───── THE RECORDS

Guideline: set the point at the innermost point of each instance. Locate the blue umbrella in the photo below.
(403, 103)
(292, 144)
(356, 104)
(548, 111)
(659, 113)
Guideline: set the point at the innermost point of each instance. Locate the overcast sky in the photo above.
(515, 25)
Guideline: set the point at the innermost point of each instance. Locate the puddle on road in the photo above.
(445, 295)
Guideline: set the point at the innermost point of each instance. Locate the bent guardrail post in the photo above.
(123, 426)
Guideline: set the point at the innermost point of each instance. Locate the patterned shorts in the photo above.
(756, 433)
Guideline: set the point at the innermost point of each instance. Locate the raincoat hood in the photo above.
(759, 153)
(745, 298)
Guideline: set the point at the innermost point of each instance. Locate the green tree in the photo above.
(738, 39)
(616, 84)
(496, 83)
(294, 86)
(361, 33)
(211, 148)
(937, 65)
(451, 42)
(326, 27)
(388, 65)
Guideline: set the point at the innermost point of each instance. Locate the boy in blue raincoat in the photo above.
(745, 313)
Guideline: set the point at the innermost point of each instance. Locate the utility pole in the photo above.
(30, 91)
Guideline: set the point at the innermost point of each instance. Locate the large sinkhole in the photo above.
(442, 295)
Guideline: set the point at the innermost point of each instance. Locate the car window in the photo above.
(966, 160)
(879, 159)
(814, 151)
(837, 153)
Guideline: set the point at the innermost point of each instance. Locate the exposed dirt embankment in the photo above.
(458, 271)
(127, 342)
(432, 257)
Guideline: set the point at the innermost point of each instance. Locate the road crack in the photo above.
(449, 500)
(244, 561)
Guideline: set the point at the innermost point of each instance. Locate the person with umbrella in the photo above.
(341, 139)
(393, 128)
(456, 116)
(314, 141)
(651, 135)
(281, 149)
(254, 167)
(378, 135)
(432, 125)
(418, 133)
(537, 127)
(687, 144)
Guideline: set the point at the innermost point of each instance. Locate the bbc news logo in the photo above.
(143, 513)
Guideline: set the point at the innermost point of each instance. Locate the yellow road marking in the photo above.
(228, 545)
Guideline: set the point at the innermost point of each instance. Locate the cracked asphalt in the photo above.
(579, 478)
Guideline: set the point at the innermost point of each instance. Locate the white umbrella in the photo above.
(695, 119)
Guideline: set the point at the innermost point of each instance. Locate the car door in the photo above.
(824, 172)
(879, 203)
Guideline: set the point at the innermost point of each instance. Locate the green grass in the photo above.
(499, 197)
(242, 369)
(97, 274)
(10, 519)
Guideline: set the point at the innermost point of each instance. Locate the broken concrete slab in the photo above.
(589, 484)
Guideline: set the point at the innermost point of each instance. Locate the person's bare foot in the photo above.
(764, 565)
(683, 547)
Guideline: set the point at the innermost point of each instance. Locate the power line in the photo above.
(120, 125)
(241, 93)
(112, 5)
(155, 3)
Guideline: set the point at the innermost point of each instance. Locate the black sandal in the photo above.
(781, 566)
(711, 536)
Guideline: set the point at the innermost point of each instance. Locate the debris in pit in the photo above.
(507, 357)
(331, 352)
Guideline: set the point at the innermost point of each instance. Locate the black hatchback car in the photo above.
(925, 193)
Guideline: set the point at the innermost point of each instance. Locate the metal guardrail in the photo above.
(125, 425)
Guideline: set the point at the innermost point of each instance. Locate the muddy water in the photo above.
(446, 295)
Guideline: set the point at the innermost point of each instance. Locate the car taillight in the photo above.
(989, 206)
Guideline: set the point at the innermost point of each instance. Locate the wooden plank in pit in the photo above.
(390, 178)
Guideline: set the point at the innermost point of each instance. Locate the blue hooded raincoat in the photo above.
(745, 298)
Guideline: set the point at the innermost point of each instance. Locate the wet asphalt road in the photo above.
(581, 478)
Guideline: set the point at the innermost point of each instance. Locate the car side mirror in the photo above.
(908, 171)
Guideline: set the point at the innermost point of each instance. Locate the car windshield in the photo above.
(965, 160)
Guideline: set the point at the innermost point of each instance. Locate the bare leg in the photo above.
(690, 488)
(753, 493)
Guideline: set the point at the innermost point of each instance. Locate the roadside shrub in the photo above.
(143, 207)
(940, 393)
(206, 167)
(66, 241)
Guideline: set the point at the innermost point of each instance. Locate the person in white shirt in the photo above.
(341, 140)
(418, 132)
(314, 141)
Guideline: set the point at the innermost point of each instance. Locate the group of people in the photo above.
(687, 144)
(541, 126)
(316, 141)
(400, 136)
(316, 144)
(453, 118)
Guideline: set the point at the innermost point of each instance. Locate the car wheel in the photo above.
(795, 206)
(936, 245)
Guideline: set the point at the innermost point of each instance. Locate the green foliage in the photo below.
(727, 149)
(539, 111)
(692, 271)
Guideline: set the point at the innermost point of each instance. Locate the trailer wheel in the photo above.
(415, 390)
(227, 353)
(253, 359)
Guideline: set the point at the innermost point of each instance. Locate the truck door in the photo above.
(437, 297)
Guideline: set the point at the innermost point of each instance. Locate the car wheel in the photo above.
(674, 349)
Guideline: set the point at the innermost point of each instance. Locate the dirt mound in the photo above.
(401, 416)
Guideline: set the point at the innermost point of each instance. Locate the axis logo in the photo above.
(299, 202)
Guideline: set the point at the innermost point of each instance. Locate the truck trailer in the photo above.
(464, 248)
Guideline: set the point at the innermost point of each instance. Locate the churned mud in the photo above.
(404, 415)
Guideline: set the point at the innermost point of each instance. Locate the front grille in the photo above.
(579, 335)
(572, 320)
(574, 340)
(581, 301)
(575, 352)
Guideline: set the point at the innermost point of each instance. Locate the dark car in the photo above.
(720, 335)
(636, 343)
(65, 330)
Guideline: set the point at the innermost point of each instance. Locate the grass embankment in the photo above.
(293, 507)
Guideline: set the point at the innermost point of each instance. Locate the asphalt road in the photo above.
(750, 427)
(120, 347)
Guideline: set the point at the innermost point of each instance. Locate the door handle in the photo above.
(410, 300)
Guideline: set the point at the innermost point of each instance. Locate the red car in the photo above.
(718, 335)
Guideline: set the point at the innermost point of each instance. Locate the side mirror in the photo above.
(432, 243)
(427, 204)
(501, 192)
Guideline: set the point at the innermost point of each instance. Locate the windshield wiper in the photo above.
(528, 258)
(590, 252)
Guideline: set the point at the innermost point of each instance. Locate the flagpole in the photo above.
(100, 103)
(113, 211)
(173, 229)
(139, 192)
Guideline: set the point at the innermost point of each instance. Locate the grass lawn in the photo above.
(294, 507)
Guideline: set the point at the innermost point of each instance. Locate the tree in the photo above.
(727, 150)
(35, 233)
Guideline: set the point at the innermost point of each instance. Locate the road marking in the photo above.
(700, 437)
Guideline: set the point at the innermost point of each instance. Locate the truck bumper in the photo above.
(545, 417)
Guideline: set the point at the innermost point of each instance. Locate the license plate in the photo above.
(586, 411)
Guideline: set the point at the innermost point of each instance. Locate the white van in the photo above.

──────────

*WHAT YOU HAVE TO DO:*
Write out the whole listing again, keeping every character as it is.

*RESPONSE TO THE TASK:*
Guideline: set the point at the innermost point of each instance. Locate the blue umbrella in the photo below.
(403, 103)
(292, 144)
(356, 104)
(548, 111)
(659, 113)
Guideline: set the point at the innermost point of each instance. Locate the overcast sky in the photo above.
(515, 25)
Guideline: set the point at the innermost point of each instance. Locate the puddle on road in the photo above.
(445, 295)
Guideline: set the point at the innermost point of each instance. Locate the bent guardrail post in the photo above.
(123, 426)
Guideline: set the point at the innermost point of each instance. Locate the patterned shorts in the photo above.
(756, 433)
Guideline: set the point at the innermost point of each instance. Locate the raincoat hood in the photo above.
(759, 153)
(745, 298)
Guideline: set the point at the innermost point of each instance. Locate the green tree in the photo above.
(738, 39)
(616, 84)
(496, 83)
(294, 86)
(361, 33)
(211, 148)
(937, 65)
(451, 42)
(326, 27)
(388, 65)
Guideline: set the point at the innermost point of each instance. Locate the boy in blue raincoat in the photo above.
(745, 313)
Guideline: set the point at the innermost point of each instance. Locate the utility pole in the photo above.
(30, 91)
Guideline: set the point at the innermost point of each instance. Locate the large sinkhole in the photo above.
(442, 295)
Guideline: set the point at the innermost point of each instance. Locate the car window in the photo above.
(966, 160)
(879, 159)
(814, 151)
(837, 153)
Guideline: set the point at the innermost point of each instance. Locate the exposed dirt embankment in the photo above.
(458, 271)
(127, 342)
(432, 257)
Guideline: set the point at the innermost point of each instance. Locate the road crack in the photo above.
(449, 500)
(244, 561)
Guideline: set the point at the innermost point of each instance. Locate the person with umbrella in the photo above.
(341, 139)
(393, 128)
(456, 116)
(314, 141)
(651, 135)
(281, 149)
(254, 167)
(378, 135)
(432, 125)
(418, 133)
(537, 127)
(687, 144)
Guideline: set the point at the innermost point of each instance. Locate the bbc news logo in the photo above.
(143, 513)
Guideline: set the point at the innermost point of each instance. Locate the yellow road marking in the photo above.
(228, 545)
Guideline: set the point at the innermost point of each instance. Locate the cracked asphalt in the photo above.
(579, 478)
Guideline: set the point at the innermost point of each instance. Locate the white umbrella in the photo above.
(695, 119)
Guideline: set the point at the innermost point of each instance. Locate the car door in the photo above.
(824, 172)
(879, 203)
Guideline: set the point at the innermost point of each instance. Locate the green grass in the photo above.
(499, 197)
(242, 369)
(97, 274)
(10, 519)
Guideline: set the point at the innermost point of each instance. Locate the broken concrete slab in the photo above.
(589, 484)
Guideline: set the point at the innermost point of each instance. Locate the person's bare foot in the photo above.
(764, 565)
(683, 547)
Guideline: set the point at the innermost point of each instance. Locate the power line in the photo above.
(120, 125)
(241, 93)
(112, 5)
(155, 3)
Guideline: set the point at the innermost point of each instance. Locate the black sandal in the photo above.
(781, 566)
(711, 536)
Guideline: set the point at the innermost point of each instance. Locate the debris in pit in the photo above.
(507, 357)
(331, 352)
Guideline: set the point at the innermost point of each instance. Locate the black hatchback car in the photo above.
(925, 193)
Guideline: set the point at the innermost point of each instance. Locate the metal guardrail in the photo above.
(125, 425)
Guideline: set the point at the innermost point of each instance. Locate the muddy water in the photo above.
(446, 295)
Guideline: set the point at the innermost point of each instance. Locate the car taillight in the photo above.
(989, 206)
Guideline: set the point at the innermost point of each instance. Locate the wooden plank in pit in the photo above.
(390, 178)
Guideline: set the point at the innermost point of each instance. Locate the blue hooded raincoat in the photo above.
(745, 298)
Guideline: set the point at the innermost point of each instance. Locate the wet asphalt road in the photo above.
(581, 478)
Guideline: set the point at the innermost point of each instance. Locate the car side mirror in the photo above.
(908, 171)
Guideline: set the point at the innermost point of each instance. Locate the car windshield in the photo above.
(965, 160)
Guideline: set the point at the innermost point of each instance. Locate the bare leg in the photo above.
(690, 488)
(753, 493)
Guideline: set the point at the innermost point of each instance. Locate the roadside shrub in the photo above.
(143, 207)
(940, 393)
(206, 167)
(66, 241)
Guideline: set the point at the innermost point of each instance. Locate the person in white shirt in the photo above.
(341, 140)
(418, 132)
(314, 141)
Guideline: set the point at the innermost point of each instance. Locate the group of people in the photo above.
(687, 144)
(541, 126)
(316, 141)
(400, 136)
(316, 144)
(453, 118)
Guideline: set the point at the innermost point of each instance. Locate the car wheel in the photo above.
(795, 206)
(936, 245)
Guideline: set the point at the innermost point of each instance. Locate the green foliage in the photo below.
(727, 149)
(539, 111)
(692, 271)
Guideline: set the point at the innermost point of each instance. Locate the trailer wheel in the photo above.
(415, 390)
(227, 353)
(253, 359)
Guideline: set the point at the innermost point of each instance. Locate the truck door in the photo above.
(437, 297)
Guideline: set the point at the innermost point of each instance. Locate the car wheel in the photo above.
(674, 349)
Guideline: set the point at the innermost point of each instance. Locate the dirt mound in the photo above.
(401, 416)
Guideline: set the point at the innermost point of each instance. Locate the axis logo in the photo above.
(299, 202)
Guideline: set the point at the innermost point of each instance. Locate the truck trailer in the photo above.
(464, 248)
Guideline: set the point at the innermost point of each instance. Locate the churned mud in the photo above.
(404, 415)
Guideline: set the point at the innermost point of each instance. Locate the front grille in the photo above.
(579, 335)
(572, 320)
(574, 340)
(581, 301)
(575, 352)
Guideline: set the point at the innermost point of each instance. Locate the dark car in the photo above.
(720, 335)
(636, 343)
(65, 330)
Guideline: set the point at the innermost point of each instance. Locate the grass embankment in the photo above.
(293, 507)
Guideline: set the point at the innermost point of each instance. Locate the asphalt road in the photo above.
(750, 427)
(120, 347)
Guideline: set the point at the innermost point of each instance. Locate the door handle in the photo above.
(410, 300)
Guideline: set the point at the innermost point of each instance. Locate the red car in the photo above.
(718, 335)
Guideline: set the point at the innermost point of each instance. Locate the side mirror in the photo above.
(432, 243)
(427, 204)
(501, 192)
Guideline: set the point at the innermost point of each instance. Locate the windshield wiper in the photo above.
(528, 258)
(590, 252)
Guideline: set the point at the innermost point of each instance. Locate the flagpole in the photo above.
(100, 103)
(113, 211)
(173, 229)
(139, 192)
Guideline: set the point at the innermost point of each instance. Locate the grass lawn in the photo above.
(294, 507)
Guideline: set the point at the innermost point of each instance. Locate the tree in the photo above.
(727, 150)
(35, 233)
Guideline: set the point at the innermost point of each instance. Locate the road marking in the photo above.
(700, 437)
Guideline: set the point at the innermost point of each instance. Locate the truck bumper in the photo above.
(545, 417)
Guideline: set the point at the innermost point of each instance. Locate the license plate in the photo above.
(586, 411)
Guideline: set the point at the innermost point of each instance. Locate the white van in the photo above.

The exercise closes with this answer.